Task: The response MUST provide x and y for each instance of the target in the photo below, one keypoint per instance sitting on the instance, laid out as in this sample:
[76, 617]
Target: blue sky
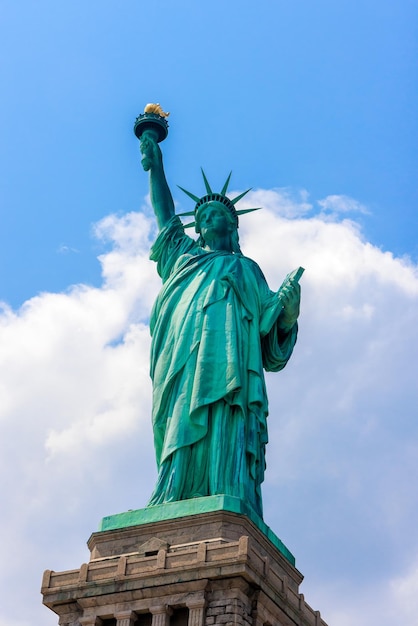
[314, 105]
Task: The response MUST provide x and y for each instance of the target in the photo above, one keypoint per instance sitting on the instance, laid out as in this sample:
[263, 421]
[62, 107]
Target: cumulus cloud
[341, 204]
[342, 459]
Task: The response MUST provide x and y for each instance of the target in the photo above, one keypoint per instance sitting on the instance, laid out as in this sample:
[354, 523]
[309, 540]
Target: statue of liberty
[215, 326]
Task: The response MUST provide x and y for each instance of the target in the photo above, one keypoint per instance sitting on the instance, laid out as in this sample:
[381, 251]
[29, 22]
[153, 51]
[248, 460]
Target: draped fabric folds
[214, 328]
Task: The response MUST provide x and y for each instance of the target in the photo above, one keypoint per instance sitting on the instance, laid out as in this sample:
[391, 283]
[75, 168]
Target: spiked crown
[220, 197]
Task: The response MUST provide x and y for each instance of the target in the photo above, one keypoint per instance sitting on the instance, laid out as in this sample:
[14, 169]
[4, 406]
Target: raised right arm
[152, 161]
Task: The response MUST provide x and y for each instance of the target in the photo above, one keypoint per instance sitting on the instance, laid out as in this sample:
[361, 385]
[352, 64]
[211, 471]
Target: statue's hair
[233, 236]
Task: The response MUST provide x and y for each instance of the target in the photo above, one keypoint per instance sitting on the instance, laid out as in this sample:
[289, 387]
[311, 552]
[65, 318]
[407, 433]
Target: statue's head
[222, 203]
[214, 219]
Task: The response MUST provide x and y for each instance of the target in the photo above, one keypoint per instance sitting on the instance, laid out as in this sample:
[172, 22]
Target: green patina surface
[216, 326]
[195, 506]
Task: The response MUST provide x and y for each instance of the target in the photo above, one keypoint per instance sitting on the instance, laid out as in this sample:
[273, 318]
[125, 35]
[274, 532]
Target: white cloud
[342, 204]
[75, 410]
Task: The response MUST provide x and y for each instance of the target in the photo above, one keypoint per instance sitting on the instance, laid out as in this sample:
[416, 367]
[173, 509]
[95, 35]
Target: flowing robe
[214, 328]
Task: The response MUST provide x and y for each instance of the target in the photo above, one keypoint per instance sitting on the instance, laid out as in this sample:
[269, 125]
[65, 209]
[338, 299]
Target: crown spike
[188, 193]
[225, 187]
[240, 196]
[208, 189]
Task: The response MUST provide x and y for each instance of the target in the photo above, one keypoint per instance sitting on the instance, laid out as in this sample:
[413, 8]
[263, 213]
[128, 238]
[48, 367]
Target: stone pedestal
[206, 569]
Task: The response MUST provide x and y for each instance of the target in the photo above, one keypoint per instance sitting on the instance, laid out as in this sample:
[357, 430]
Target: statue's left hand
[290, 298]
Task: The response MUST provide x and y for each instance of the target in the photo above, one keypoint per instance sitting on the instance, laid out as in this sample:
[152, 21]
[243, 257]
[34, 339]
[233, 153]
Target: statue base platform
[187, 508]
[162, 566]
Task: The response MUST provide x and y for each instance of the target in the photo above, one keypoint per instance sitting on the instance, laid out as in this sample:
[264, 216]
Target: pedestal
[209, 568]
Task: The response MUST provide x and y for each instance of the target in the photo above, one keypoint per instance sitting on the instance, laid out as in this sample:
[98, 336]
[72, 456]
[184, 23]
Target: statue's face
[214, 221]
:::::
**To do**
Every entry must be reproduced exactly, with the images left out.

**Reply to the task**
Task: The response MUST provide x and y for each instance of the target in the photo below, one keypoint per instance sitting on the instance, laid out as in this sample:
[76, 617]
Target: blue sky
[314, 105]
Task: The response MUST provide x and y for each instance of the target in the photo above, one keypoint per instance sitting on the instance, laid out as in this sample:
[263, 421]
[62, 107]
Target: cumulus cloud
[341, 204]
[342, 459]
Task: The response MUST provide x and y for each instance of the target in the photo above, one keypoint per instance sitting on the instance, laid out as in this sample:
[354, 523]
[309, 540]
Target: statue of liberty
[215, 326]
Task: The response MUST provide x and y for each instance of the target in the photo above, one keypoint per instance sitting on the instance, laid out as in this sample:
[381, 251]
[29, 22]
[153, 51]
[248, 460]
Target: draped fabric folds
[214, 328]
Task: The response MUST provide x and y for each instance of the target in the photo above, one keypoint per instance sitting on the instance, laid out as in this sample:
[391, 283]
[75, 168]
Target: spiked crown
[220, 197]
Task: The response MUST provide x and y for each instance of the target in the photo above, one keypoint per instance sitting on the instance, laid out as in this sample:
[14, 169]
[4, 406]
Target: raised right arm
[152, 161]
Task: The response MUST provide x and y for each instance of the target in the photo above, one keypoint per instance sitting on the instance, laid out as in this sample:
[361, 385]
[352, 64]
[211, 471]
Target: statue's hair
[233, 236]
Task: The response MUST provide x and y for each instance of the target in the photo above, one keypoint per instance sitting on the instance, laid out as in this sample:
[289, 387]
[311, 552]
[65, 318]
[407, 433]
Target: statue's head
[222, 203]
[214, 219]
Task: The response MUST provide x and y for each instance of the target in the photo above, one keypoint per instance sitting on the instance, laid out as in this sample:
[172, 22]
Target: green patina surface
[216, 326]
[195, 506]
Task: The response MUST provide x and y for each instance of the target in the photo above, one keypoint per instance sitting on the instance, laid out as in this sample:
[273, 318]
[125, 35]
[274, 532]
Target: white cloud
[342, 204]
[75, 410]
Task: The response MUST provide x and y for each instance of the target in the photo above, one keypoint per instance sitting on the instance, laid out as in this sample:
[416, 367]
[173, 509]
[95, 35]
Target: flowing robe
[214, 328]
Task: The response MUST provide x and y for each instance of the target in the photo above, one keypoint per instance sitting on the instance, laid out as in this sample:
[269, 125]
[65, 209]
[338, 299]
Target: crown spike
[188, 193]
[225, 187]
[240, 196]
[208, 189]
Task: The response MUST provide x and y for each instance of the target in the photo above, one keypoint per instance sitting on the instance, laid out as in this sample:
[413, 8]
[263, 213]
[128, 238]
[48, 367]
Target: stone pedestal
[206, 569]
Task: The response MUST provide x and y for each instance of the target in the photo above, one keypoint per instance sitting on the instance, laid out as in this sample:
[357, 430]
Target: statue's left hand
[290, 298]
Task: The response MUST provide x and y for each instance of the target in the photo above, one keypoint per instance sitting on the instance, laid out as in this sample:
[152, 21]
[243, 257]
[34, 339]
[233, 153]
Target: statue base platform
[187, 508]
[162, 566]
Task: The response MUST provide x and y for each instance of the target in the photo above, one keypoint per instance sitting on the instance, laid out as in this sample:
[264, 216]
Target: pedestal
[209, 568]
Task: The response MUST provide x and y for each instance of the target in the photo above, one keypoint per instance sitting on the instance, laid out as in this sample:
[98, 336]
[72, 456]
[184, 23]
Target: statue's face
[214, 221]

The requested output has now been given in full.